:: EXTRACTED INFORMATION ::

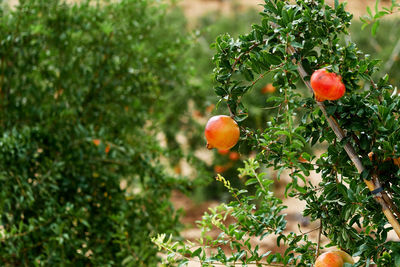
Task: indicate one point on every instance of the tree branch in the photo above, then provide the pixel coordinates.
(371, 184)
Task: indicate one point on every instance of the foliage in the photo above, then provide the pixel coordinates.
(293, 38)
(84, 91)
(375, 19)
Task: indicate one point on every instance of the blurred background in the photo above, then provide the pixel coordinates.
(144, 70)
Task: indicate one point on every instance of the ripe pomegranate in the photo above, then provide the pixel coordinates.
(327, 85)
(329, 259)
(222, 132)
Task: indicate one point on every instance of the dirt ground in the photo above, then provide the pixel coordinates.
(194, 9)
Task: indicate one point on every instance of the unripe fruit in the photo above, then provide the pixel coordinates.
(329, 259)
(327, 85)
(222, 132)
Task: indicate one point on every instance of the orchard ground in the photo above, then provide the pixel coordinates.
(194, 211)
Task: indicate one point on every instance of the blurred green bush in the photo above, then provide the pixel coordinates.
(85, 91)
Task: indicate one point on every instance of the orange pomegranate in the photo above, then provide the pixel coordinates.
(269, 88)
(221, 132)
(96, 142)
(234, 156)
(327, 85)
(107, 149)
(219, 169)
(223, 151)
(329, 259)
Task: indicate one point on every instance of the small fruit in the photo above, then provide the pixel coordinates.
(107, 149)
(302, 160)
(219, 169)
(329, 259)
(96, 142)
(234, 156)
(269, 88)
(210, 108)
(327, 85)
(221, 132)
(223, 151)
(177, 169)
(345, 257)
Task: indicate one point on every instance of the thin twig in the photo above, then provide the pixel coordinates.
(319, 239)
(372, 185)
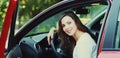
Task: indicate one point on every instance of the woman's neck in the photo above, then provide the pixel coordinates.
(77, 35)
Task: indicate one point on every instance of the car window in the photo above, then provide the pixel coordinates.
(91, 11)
(27, 9)
(117, 41)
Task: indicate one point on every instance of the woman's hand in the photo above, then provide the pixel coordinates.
(51, 34)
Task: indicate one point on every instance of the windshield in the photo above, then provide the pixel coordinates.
(91, 12)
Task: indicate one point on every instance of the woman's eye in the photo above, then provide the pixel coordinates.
(69, 22)
(63, 25)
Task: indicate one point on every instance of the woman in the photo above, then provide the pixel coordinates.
(84, 45)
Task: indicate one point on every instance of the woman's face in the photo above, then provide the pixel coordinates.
(69, 26)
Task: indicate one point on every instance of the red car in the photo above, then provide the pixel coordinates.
(30, 41)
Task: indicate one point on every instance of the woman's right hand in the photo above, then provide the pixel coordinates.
(51, 34)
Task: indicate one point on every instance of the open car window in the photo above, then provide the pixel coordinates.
(87, 14)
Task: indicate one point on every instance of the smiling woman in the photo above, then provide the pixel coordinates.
(31, 39)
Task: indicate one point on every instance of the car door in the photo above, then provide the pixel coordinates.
(32, 37)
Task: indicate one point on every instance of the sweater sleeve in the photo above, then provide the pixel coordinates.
(84, 47)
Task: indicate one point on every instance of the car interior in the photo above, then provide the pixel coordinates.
(35, 45)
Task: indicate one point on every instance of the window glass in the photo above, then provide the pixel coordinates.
(117, 41)
(27, 9)
(92, 11)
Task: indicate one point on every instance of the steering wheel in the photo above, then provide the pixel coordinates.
(55, 44)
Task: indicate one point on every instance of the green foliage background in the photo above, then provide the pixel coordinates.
(27, 9)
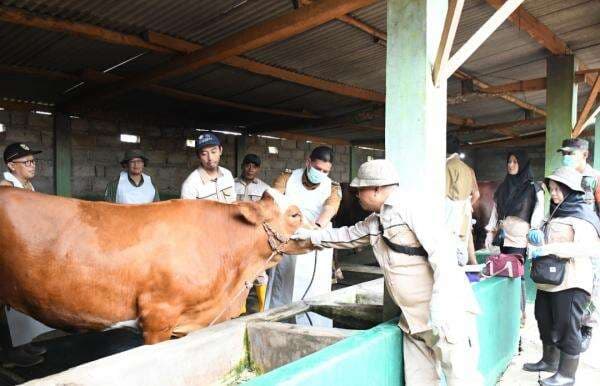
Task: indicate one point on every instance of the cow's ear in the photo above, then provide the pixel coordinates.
(251, 212)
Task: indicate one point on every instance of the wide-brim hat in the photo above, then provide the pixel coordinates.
(567, 176)
(134, 153)
(572, 144)
(18, 150)
(379, 172)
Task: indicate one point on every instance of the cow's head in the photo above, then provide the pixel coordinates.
(282, 216)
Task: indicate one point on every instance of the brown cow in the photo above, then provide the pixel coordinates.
(172, 267)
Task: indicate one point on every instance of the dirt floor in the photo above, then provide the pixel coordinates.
(588, 373)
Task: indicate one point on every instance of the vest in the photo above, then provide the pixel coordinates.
(129, 194)
(309, 201)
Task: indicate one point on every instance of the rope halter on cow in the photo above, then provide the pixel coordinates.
(276, 242)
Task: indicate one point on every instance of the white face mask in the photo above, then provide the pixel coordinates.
(314, 175)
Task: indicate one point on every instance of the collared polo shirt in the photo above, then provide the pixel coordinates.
(199, 185)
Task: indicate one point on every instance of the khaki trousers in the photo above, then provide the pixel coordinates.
(427, 357)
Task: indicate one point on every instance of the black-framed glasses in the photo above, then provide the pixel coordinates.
(28, 163)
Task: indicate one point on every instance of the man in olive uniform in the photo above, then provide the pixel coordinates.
(462, 193)
(438, 305)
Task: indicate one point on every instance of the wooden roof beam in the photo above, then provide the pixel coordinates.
(587, 108)
(479, 37)
(525, 21)
(270, 31)
(104, 78)
(184, 46)
(89, 31)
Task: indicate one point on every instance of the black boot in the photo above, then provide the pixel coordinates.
(586, 334)
(19, 357)
(34, 349)
(549, 361)
(565, 376)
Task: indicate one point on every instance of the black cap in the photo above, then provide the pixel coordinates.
(17, 150)
(134, 153)
(251, 159)
(207, 139)
(572, 144)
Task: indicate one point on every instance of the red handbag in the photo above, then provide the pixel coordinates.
(504, 265)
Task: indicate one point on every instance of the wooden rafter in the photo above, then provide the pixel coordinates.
(184, 46)
(479, 37)
(542, 34)
(507, 97)
(587, 108)
(99, 77)
(503, 125)
(256, 36)
(449, 32)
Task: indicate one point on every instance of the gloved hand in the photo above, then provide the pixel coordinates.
(489, 238)
(302, 234)
(535, 237)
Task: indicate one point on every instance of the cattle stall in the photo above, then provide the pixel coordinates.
(86, 81)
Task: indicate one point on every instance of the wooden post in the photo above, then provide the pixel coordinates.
(415, 114)
(561, 106)
(354, 162)
(597, 143)
(240, 152)
(62, 154)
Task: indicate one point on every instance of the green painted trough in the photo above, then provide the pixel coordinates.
(374, 357)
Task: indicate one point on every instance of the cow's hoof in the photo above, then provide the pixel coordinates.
(19, 357)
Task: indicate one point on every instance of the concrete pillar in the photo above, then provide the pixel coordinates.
(241, 144)
(415, 113)
(597, 143)
(561, 105)
(62, 154)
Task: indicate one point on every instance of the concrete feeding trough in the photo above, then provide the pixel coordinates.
(235, 351)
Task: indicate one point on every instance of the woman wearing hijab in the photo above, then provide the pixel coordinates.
(519, 207)
(559, 308)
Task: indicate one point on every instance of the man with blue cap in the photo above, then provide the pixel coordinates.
(209, 181)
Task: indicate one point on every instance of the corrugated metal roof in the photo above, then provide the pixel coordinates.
(333, 51)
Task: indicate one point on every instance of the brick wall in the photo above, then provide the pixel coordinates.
(97, 150)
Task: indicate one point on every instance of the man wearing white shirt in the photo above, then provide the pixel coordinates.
(209, 181)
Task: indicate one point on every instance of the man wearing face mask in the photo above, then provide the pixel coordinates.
(575, 152)
(306, 276)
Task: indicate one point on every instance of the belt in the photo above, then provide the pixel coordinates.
(411, 251)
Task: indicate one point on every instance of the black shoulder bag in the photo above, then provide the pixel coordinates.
(548, 269)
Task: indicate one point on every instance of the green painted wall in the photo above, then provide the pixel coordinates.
(597, 143)
(561, 95)
(374, 357)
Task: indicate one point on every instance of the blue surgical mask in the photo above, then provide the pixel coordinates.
(569, 160)
(314, 175)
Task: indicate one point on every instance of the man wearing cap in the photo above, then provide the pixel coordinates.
(438, 305)
(209, 181)
(575, 152)
(318, 197)
(248, 187)
(132, 186)
(462, 193)
(20, 161)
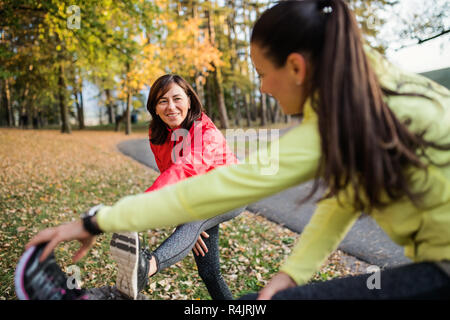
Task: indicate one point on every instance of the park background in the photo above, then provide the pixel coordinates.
(74, 79)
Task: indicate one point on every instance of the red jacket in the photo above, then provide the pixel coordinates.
(202, 150)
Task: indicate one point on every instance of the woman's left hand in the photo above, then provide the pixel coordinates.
(280, 281)
(65, 232)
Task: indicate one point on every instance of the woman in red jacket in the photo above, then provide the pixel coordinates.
(185, 143)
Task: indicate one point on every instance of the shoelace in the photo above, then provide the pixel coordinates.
(49, 283)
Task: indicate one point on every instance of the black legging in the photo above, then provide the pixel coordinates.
(181, 242)
(413, 281)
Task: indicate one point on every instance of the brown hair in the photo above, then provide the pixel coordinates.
(158, 127)
(363, 143)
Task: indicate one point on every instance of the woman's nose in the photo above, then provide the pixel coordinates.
(171, 104)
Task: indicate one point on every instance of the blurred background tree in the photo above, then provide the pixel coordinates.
(52, 51)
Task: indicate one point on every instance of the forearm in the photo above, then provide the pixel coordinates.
(328, 226)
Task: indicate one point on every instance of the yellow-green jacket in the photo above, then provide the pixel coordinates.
(423, 232)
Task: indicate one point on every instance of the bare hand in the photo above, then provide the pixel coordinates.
(65, 232)
(279, 282)
(200, 246)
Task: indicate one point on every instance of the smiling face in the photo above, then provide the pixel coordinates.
(286, 83)
(173, 106)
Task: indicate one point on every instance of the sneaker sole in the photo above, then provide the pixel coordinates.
(20, 273)
(124, 248)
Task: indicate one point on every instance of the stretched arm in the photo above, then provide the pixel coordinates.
(328, 226)
(220, 190)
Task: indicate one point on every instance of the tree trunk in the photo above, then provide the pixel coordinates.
(270, 111)
(80, 112)
(128, 113)
(247, 109)
(65, 125)
(263, 110)
(7, 102)
(217, 77)
(129, 99)
(209, 98)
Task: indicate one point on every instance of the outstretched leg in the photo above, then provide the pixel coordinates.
(209, 267)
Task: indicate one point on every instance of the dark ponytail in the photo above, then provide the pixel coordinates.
(363, 143)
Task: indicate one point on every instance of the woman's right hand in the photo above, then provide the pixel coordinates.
(200, 246)
(65, 232)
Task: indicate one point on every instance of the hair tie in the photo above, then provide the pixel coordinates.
(327, 9)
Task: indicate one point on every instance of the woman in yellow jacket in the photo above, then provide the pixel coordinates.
(379, 138)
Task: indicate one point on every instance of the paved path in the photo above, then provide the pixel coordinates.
(365, 241)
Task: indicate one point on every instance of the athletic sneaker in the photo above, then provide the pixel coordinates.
(45, 280)
(132, 263)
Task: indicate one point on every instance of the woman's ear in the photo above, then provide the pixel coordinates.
(297, 66)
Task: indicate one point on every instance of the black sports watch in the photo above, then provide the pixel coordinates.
(88, 225)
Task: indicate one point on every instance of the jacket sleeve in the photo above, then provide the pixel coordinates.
(328, 226)
(212, 153)
(292, 160)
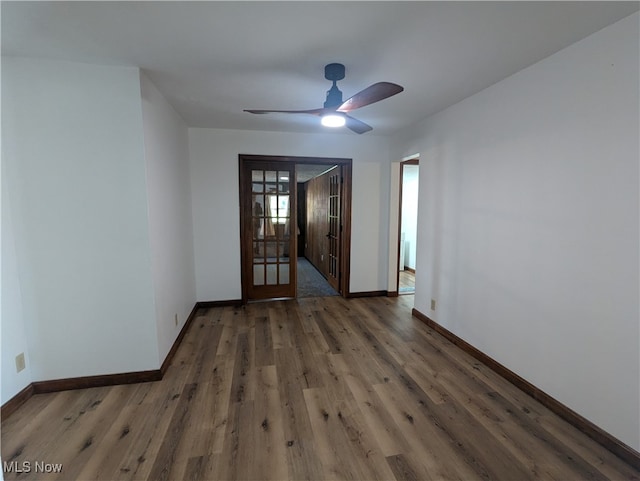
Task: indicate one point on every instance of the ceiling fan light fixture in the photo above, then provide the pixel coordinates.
(333, 120)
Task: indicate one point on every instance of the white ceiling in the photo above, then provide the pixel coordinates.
(213, 59)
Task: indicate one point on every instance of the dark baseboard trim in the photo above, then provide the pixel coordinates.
(176, 343)
(366, 294)
(210, 304)
(56, 385)
(85, 382)
(606, 440)
(16, 401)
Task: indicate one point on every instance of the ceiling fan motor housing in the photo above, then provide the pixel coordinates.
(333, 72)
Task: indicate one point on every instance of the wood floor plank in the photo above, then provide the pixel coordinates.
(314, 389)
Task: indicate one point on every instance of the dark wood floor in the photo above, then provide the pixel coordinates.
(320, 388)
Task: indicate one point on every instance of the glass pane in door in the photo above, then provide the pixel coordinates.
(272, 246)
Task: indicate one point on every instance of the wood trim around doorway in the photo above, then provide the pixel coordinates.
(345, 242)
(415, 161)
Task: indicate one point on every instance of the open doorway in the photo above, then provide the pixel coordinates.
(408, 226)
(270, 227)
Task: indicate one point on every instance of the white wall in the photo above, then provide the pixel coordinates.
(410, 213)
(214, 183)
(170, 224)
(13, 336)
(73, 160)
(528, 224)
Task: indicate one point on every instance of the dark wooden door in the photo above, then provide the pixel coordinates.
(268, 222)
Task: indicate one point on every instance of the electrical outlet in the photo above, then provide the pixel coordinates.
(20, 363)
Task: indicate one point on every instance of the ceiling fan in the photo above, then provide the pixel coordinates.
(335, 111)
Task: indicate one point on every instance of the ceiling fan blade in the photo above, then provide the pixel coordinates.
(310, 111)
(358, 126)
(373, 93)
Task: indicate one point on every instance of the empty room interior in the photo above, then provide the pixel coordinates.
(320, 240)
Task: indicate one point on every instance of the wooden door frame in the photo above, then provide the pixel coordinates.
(345, 242)
(414, 161)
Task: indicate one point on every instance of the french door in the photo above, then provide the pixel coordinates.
(335, 227)
(269, 229)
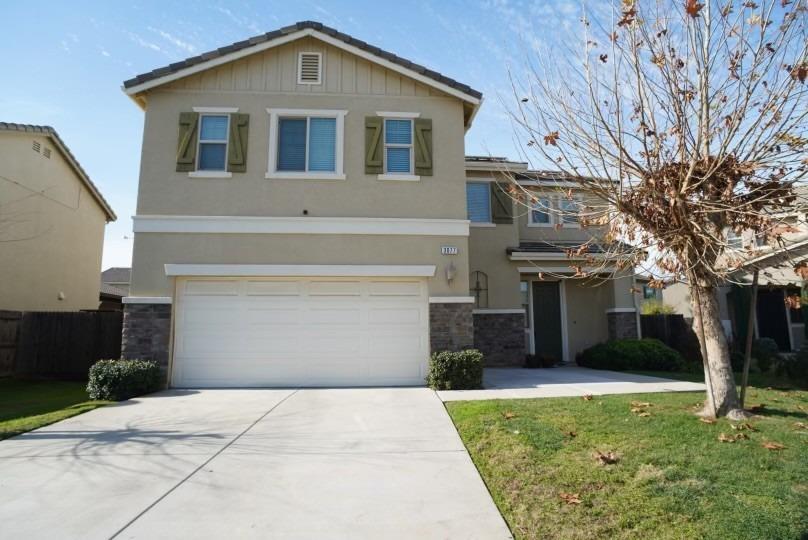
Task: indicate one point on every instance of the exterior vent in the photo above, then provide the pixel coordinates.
(309, 68)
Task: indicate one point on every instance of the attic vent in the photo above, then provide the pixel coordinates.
(309, 68)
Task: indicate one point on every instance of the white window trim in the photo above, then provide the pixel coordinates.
(399, 177)
(387, 175)
(319, 56)
(272, 164)
(216, 110)
(490, 222)
(550, 200)
(399, 115)
(208, 173)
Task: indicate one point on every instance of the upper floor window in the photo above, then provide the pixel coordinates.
(306, 144)
(540, 213)
(478, 202)
(398, 146)
(212, 152)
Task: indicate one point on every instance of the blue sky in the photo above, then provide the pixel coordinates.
(73, 56)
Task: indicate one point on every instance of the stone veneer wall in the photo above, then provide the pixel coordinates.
(622, 324)
(451, 326)
(501, 338)
(146, 333)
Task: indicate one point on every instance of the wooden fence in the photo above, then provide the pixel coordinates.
(58, 344)
(673, 331)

:::

■ EXERCISE OBJECTIVE: In the records above, locate the line that contains "Task: indicate one point on every instance of the attic". Repeat it and every line after it, exactly, and nothing else.

■ SOLUTION:
Task: indicate one point on every instance of the attic vent in the photo above, then provide the pixel coordinates.
(309, 68)
Task: indicate one point on every instance of the white window trim in the photo above, then provide the pixel coordinates.
(399, 177)
(387, 175)
(319, 56)
(272, 164)
(216, 110)
(490, 222)
(550, 200)
(399, 115)
(208, 173)
Task: indicate one point on every instance of the upper floor window in the photo above, then provide the pixel coordinates.
(306, 144)
(540, 213)
(478, 202)
(398, 146)
(212, 152)
Task: indicate one point on every instance of the blue sky in the photo above, then provide the pixel coordinates.
(73, 56)
Task: indicate one point on every instance of the stone veneer wall in the photo above, then provide the pixel coordinates.
(622, 324)
(451, 326)
(501, 338)
(146, 333)
Task: indicate one point on every instance of the wooden fence in the photo above, then provide the pixel coordinates.
(58, 344)
(673, 331)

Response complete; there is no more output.